### Provided data

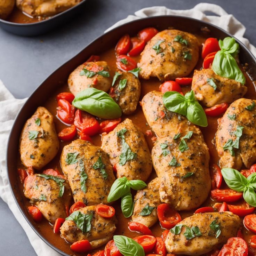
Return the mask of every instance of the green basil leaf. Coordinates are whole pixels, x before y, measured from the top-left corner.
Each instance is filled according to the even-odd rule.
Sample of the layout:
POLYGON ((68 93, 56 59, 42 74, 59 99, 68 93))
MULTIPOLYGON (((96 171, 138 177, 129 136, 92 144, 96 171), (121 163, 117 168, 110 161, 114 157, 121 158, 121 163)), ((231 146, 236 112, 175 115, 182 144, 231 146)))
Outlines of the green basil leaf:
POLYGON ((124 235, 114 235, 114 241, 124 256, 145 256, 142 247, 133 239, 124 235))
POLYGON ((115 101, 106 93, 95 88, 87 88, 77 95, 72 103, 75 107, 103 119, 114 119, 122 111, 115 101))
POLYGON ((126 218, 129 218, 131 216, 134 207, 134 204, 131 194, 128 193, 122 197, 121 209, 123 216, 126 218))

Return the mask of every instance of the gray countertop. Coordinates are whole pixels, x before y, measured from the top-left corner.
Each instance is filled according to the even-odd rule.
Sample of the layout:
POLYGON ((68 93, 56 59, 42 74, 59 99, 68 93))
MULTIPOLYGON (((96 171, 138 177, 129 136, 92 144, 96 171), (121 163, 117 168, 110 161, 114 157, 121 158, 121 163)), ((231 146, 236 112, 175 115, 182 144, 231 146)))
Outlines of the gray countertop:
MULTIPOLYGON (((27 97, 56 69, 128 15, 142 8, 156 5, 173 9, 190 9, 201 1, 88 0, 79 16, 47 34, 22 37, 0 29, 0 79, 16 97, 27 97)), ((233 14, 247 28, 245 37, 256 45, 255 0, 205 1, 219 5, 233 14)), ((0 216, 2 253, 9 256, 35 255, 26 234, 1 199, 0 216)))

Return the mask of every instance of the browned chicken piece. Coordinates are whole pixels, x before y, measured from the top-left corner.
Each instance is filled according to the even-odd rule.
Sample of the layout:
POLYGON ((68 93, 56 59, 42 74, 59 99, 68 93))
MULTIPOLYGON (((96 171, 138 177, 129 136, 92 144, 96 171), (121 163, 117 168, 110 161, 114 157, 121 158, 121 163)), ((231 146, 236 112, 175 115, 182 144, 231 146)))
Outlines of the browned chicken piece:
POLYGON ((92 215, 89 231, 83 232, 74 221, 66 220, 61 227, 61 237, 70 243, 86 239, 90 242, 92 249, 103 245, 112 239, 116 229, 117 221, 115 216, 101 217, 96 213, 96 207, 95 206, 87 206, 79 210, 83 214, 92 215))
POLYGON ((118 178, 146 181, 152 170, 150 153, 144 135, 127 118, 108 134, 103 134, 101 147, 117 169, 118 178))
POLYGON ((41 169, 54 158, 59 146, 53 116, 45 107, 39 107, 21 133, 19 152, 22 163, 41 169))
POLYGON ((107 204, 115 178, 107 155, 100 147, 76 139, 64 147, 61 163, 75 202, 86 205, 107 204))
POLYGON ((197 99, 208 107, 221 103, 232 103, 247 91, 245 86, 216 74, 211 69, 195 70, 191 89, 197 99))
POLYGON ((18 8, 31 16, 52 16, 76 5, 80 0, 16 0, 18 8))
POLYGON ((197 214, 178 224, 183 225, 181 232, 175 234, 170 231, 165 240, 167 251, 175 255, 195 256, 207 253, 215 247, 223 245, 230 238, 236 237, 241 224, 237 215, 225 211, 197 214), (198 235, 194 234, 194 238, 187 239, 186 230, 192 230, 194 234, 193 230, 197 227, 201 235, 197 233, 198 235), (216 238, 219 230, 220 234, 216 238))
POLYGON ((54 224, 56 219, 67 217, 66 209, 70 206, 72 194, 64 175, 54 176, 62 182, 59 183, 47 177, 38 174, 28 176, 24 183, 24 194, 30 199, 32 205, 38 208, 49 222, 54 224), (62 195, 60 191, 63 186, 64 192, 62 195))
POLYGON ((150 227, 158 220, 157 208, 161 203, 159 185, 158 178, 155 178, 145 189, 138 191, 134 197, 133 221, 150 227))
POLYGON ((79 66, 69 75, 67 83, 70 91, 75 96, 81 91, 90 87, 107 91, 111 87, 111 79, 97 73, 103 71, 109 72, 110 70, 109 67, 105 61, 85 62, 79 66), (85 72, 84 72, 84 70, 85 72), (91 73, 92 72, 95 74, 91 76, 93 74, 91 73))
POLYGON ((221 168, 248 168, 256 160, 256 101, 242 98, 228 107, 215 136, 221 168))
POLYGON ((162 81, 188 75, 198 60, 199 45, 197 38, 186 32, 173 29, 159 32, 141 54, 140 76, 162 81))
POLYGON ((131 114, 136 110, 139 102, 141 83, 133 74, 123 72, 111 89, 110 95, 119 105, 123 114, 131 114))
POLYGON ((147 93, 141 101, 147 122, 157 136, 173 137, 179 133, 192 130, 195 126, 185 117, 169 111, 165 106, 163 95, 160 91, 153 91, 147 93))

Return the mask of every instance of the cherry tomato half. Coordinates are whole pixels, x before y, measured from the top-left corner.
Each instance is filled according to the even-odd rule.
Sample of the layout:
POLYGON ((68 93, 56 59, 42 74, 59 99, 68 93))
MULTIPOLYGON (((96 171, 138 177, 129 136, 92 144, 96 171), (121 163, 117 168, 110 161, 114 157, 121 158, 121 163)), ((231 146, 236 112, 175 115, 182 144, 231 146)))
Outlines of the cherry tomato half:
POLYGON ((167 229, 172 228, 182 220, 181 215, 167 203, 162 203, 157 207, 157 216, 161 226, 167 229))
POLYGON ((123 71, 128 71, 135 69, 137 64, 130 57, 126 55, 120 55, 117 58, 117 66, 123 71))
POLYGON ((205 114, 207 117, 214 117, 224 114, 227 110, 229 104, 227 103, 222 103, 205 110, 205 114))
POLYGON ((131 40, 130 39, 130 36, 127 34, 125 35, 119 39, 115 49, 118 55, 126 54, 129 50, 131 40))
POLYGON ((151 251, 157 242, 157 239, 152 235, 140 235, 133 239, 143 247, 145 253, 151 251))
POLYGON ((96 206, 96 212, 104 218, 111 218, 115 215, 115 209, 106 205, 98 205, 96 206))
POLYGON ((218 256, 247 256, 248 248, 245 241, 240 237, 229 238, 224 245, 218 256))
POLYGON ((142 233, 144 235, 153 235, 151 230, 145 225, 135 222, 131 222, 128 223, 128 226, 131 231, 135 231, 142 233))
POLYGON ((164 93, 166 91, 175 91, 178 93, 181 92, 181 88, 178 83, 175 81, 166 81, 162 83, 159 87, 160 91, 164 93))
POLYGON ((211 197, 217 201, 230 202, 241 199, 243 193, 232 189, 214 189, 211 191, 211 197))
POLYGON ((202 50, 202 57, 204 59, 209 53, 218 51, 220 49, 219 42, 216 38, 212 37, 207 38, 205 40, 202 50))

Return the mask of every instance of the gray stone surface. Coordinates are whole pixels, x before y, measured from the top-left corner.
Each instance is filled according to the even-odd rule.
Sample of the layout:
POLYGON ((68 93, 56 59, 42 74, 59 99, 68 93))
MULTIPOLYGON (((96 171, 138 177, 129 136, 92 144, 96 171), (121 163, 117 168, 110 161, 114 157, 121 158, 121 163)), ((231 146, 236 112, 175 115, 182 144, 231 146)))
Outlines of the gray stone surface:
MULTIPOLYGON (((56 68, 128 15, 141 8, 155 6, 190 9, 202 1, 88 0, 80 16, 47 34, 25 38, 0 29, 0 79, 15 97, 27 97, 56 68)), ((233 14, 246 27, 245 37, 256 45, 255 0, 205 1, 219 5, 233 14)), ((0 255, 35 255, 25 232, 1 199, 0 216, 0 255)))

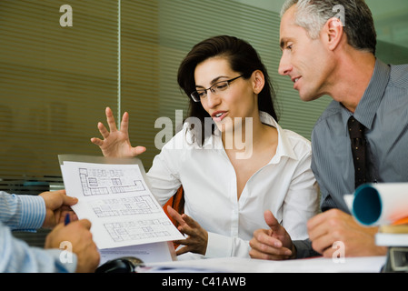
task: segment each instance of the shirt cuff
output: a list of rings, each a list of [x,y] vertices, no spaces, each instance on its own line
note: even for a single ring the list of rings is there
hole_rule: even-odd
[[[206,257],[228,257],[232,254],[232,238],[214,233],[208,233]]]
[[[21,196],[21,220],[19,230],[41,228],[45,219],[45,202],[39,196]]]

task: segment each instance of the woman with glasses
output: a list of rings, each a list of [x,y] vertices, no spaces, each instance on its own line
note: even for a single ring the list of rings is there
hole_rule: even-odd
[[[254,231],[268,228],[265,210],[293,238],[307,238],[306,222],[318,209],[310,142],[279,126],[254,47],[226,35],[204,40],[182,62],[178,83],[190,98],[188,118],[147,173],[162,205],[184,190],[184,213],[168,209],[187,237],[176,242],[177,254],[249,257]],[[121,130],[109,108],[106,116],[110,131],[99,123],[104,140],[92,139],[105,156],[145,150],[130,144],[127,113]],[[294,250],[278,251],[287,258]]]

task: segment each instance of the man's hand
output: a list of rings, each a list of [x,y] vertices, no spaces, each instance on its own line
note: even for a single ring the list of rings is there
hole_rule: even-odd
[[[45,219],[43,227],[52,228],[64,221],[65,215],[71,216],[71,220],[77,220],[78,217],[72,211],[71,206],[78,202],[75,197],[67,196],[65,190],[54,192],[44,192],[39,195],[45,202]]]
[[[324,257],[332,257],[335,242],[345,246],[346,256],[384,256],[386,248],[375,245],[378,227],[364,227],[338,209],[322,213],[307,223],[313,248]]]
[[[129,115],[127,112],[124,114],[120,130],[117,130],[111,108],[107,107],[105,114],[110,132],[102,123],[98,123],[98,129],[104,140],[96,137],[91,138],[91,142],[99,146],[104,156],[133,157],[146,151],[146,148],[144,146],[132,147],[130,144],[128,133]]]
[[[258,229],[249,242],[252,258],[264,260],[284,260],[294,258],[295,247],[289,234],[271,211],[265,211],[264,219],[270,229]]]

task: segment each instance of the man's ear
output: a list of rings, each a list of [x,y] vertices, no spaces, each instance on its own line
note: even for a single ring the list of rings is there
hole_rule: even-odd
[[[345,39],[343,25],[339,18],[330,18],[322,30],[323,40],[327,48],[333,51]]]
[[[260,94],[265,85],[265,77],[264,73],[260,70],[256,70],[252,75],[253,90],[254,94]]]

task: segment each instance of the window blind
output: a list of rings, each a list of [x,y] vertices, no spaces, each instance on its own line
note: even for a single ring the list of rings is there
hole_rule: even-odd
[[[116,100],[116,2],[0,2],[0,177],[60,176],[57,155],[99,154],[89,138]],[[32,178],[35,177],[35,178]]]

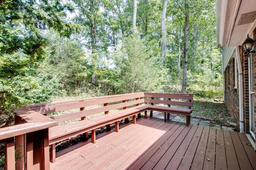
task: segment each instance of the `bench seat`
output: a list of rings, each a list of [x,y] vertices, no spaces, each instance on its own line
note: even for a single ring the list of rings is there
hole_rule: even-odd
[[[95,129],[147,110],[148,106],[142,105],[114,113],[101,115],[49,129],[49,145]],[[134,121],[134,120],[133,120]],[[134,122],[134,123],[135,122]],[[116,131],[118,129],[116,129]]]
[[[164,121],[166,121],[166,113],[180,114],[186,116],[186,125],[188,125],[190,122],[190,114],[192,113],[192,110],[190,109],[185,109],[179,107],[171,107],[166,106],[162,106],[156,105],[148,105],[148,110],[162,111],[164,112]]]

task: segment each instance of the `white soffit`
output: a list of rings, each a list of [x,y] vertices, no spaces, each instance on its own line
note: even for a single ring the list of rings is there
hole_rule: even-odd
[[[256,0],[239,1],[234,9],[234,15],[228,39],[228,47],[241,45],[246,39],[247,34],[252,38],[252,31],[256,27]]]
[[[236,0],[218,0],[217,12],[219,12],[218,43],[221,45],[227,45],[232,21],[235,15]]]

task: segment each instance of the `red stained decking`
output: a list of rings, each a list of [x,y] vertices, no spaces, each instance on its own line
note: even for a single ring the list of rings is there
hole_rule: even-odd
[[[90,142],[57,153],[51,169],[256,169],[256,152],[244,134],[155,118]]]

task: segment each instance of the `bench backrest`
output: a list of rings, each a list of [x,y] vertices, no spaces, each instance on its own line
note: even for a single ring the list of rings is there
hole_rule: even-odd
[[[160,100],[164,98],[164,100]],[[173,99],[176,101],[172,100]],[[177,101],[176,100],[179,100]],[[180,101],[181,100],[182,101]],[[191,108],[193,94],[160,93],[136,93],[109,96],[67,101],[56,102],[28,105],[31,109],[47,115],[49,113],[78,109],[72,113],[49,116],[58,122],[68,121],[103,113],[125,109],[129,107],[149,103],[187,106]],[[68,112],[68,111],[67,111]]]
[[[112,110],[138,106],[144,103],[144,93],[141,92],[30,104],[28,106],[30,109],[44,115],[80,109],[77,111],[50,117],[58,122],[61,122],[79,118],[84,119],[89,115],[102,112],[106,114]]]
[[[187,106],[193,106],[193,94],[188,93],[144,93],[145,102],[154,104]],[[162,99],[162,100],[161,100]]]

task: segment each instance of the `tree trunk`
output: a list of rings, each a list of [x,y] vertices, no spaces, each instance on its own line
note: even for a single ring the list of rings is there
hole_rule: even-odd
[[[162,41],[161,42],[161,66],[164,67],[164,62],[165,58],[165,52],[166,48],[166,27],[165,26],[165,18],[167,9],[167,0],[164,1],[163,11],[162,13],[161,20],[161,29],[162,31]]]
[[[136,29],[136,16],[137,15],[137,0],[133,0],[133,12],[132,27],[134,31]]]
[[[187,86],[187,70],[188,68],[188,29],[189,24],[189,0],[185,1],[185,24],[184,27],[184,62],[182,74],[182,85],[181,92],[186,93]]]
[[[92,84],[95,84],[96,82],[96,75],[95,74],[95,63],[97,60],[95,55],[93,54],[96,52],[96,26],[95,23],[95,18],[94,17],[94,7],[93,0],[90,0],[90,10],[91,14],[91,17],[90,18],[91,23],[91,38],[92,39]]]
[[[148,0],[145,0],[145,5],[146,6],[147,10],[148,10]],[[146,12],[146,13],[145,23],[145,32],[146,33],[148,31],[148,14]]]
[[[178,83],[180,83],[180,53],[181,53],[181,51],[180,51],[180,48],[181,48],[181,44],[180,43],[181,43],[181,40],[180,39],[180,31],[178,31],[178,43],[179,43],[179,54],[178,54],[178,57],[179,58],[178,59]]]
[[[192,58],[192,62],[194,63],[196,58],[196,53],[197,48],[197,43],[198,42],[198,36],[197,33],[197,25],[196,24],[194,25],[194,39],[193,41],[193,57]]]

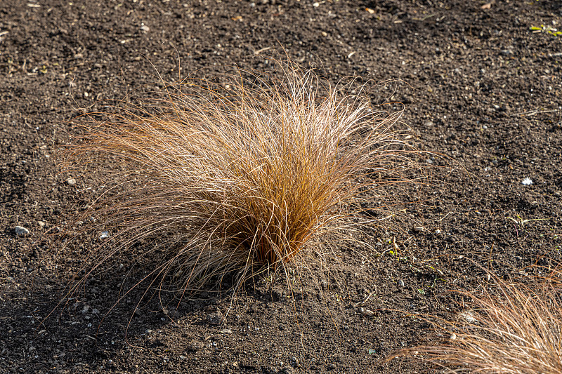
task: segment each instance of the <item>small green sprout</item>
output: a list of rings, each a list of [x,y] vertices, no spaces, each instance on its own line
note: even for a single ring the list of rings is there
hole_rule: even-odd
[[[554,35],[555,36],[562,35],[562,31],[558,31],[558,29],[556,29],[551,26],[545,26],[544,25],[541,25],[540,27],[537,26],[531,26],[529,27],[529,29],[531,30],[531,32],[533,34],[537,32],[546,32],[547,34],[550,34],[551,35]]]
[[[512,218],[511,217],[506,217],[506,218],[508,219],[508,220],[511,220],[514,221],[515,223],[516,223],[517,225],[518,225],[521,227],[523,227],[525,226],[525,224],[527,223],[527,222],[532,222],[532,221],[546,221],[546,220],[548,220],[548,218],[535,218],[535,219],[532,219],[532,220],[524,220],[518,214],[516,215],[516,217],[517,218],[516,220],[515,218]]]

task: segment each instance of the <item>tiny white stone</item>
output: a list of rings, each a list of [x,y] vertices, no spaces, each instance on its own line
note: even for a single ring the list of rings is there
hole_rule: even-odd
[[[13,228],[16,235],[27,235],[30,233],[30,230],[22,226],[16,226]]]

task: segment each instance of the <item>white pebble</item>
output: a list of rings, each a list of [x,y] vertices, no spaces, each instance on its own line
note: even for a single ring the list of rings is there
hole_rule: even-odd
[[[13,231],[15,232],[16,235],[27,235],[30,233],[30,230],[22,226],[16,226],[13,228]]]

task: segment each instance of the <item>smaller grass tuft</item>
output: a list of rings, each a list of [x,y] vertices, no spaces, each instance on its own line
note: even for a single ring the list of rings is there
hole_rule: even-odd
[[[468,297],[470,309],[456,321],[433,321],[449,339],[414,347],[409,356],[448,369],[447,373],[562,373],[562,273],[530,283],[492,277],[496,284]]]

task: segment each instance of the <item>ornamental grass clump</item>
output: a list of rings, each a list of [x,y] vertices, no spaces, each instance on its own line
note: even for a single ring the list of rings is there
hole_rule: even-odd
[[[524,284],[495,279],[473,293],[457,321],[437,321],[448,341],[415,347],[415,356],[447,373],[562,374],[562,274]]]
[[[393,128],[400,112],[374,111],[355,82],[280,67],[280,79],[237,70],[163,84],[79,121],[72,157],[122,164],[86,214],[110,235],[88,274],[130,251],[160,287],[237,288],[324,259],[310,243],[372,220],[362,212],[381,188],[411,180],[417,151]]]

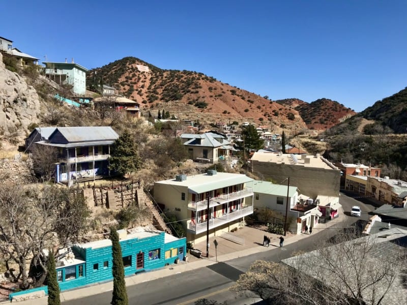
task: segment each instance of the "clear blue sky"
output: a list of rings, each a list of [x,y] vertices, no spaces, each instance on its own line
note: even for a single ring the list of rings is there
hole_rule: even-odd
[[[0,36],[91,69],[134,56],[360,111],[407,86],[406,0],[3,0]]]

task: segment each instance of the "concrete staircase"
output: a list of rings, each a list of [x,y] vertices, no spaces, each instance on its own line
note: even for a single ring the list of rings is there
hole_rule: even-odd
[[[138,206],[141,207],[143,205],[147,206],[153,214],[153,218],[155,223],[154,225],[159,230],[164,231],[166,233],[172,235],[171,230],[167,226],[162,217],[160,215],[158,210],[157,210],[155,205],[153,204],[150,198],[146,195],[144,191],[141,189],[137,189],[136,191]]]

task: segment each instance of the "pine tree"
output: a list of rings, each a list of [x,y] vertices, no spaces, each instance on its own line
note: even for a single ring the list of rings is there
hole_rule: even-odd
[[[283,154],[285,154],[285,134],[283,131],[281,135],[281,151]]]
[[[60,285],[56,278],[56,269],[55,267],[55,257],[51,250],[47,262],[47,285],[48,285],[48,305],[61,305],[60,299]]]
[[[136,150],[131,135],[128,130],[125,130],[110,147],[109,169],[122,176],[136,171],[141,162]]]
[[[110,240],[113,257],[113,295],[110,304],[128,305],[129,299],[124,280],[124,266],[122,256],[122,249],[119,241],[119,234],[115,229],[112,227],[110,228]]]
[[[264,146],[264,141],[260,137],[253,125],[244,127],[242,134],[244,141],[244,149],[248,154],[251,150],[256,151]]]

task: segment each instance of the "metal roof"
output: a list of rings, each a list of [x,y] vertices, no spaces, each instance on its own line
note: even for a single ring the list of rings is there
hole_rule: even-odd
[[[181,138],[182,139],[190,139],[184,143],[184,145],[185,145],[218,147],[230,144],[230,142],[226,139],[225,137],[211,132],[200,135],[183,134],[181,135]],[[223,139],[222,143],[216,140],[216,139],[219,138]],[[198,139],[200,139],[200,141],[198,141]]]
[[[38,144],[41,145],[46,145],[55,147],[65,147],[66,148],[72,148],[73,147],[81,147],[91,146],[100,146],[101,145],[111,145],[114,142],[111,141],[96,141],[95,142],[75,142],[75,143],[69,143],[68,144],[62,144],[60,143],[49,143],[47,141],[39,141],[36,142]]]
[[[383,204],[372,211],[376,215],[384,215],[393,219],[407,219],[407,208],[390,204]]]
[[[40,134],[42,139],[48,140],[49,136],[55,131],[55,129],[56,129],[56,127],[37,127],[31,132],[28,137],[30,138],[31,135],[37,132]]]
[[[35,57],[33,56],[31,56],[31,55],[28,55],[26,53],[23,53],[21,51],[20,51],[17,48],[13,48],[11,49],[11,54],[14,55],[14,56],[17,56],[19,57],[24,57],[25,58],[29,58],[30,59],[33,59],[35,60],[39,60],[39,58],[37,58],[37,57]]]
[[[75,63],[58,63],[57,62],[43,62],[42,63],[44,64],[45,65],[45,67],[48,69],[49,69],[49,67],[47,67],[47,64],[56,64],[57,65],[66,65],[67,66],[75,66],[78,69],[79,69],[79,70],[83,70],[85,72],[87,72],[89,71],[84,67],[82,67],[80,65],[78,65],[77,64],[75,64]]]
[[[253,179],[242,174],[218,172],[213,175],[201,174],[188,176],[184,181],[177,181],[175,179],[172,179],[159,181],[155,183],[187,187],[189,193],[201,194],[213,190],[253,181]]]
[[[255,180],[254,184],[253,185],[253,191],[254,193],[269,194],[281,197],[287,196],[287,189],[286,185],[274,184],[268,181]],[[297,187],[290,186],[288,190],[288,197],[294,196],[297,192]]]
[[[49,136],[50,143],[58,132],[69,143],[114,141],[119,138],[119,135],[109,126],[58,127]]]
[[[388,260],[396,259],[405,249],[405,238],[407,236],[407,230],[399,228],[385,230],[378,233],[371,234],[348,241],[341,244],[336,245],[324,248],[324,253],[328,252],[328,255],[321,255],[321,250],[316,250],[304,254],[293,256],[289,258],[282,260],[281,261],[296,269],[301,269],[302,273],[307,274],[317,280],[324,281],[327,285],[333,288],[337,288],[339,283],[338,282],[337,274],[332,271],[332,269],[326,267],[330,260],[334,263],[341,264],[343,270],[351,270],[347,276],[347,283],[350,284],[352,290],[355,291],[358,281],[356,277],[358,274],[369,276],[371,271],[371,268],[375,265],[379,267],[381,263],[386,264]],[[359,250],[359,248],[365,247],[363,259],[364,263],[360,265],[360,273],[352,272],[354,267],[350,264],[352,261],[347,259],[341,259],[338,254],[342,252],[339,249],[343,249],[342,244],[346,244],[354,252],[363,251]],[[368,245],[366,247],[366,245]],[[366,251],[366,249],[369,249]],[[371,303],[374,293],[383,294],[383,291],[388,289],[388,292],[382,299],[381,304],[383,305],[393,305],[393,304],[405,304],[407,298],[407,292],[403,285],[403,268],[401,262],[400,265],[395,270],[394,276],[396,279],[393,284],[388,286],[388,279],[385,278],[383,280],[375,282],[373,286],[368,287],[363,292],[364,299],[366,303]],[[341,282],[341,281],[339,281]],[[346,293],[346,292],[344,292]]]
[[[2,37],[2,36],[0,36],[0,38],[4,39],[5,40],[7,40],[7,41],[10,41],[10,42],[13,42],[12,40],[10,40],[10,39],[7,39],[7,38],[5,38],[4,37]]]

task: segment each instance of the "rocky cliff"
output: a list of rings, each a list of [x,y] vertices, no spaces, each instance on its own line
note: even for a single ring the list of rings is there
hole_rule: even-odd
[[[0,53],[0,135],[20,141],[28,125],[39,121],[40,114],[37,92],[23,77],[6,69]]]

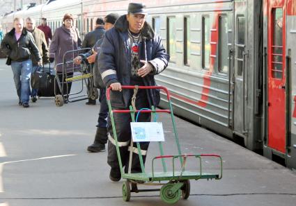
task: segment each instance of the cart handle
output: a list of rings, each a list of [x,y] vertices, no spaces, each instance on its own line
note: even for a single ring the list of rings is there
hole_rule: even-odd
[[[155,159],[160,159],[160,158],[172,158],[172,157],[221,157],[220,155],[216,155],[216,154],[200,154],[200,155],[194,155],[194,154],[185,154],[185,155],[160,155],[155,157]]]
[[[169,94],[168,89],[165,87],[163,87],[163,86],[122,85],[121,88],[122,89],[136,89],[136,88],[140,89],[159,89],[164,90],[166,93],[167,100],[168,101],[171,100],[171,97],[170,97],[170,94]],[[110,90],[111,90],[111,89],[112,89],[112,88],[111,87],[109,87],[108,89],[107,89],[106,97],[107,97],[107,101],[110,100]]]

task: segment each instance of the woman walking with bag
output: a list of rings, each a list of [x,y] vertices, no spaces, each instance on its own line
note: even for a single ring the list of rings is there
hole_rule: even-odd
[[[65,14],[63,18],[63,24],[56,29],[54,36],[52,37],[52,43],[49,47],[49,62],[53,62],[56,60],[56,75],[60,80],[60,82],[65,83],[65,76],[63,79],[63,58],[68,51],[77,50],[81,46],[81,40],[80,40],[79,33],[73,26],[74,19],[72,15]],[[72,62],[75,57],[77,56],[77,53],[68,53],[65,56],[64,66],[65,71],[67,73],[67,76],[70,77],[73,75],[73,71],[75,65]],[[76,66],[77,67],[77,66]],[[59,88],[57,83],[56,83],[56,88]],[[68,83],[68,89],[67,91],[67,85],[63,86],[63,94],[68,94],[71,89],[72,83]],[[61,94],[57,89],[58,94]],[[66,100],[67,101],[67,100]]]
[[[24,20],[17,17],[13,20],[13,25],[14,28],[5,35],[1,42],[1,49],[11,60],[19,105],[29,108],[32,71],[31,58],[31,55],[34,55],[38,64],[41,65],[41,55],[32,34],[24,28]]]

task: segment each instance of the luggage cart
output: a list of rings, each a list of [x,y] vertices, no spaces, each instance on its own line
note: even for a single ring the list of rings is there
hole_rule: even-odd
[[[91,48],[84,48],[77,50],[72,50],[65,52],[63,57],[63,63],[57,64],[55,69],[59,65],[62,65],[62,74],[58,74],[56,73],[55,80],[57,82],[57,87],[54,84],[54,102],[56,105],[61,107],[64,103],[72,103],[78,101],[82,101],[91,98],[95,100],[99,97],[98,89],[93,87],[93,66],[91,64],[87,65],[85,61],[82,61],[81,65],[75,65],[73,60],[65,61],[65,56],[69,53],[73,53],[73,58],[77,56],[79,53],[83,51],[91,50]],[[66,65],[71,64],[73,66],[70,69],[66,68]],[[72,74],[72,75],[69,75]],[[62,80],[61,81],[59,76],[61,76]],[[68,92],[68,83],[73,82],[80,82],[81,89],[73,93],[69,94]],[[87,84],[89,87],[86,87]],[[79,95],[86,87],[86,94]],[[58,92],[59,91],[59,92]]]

### What you should do
Turn the lines of the entries from the one containing "Return the mask of every instance of the gray countertop." through the one containing "MULTIPOLYGON (((27 97, 56" into a JSON list of strings, one string per line, with blank lines left out.

### Worked solution
[
  "Return the mask of every instance of the gray countertop. Coordinates are whole pixels, x before y, measured from the top-left corner.",
  "Each instance is filled according to the even-odd rule.",
  "Sample of the layout:",
  "POLYGON ((68 93, 56 59, 42 74, 59 99, 68 93))",
  "MULTIPOLYGON (((96 171, 138 177, 129 136, 92 144, 96 171), (121 163, 117 168, 110 161, 114 157, 121 158, 121 163)), ((231 146, 236 112, 175 115, 182 144, 231 146)))",
  "Outlines of the gray countertop:",
  "MULTIPOLYGON (((27 97, 56 69, 128 15, 142 8, 156 5, 173 9, 190 9, 201 1, 88 0, 79 16, 47 34, 22 37, 0 29, 0 79, 16 97, 27 97)), ((233 14, 247 28, 245 37, 256 45, 255 0, 205 1, 219 5, 233 14)), ((0 216, 2 253, 9 256, 35 255, 26 234, 1 199, 0 216)))"
]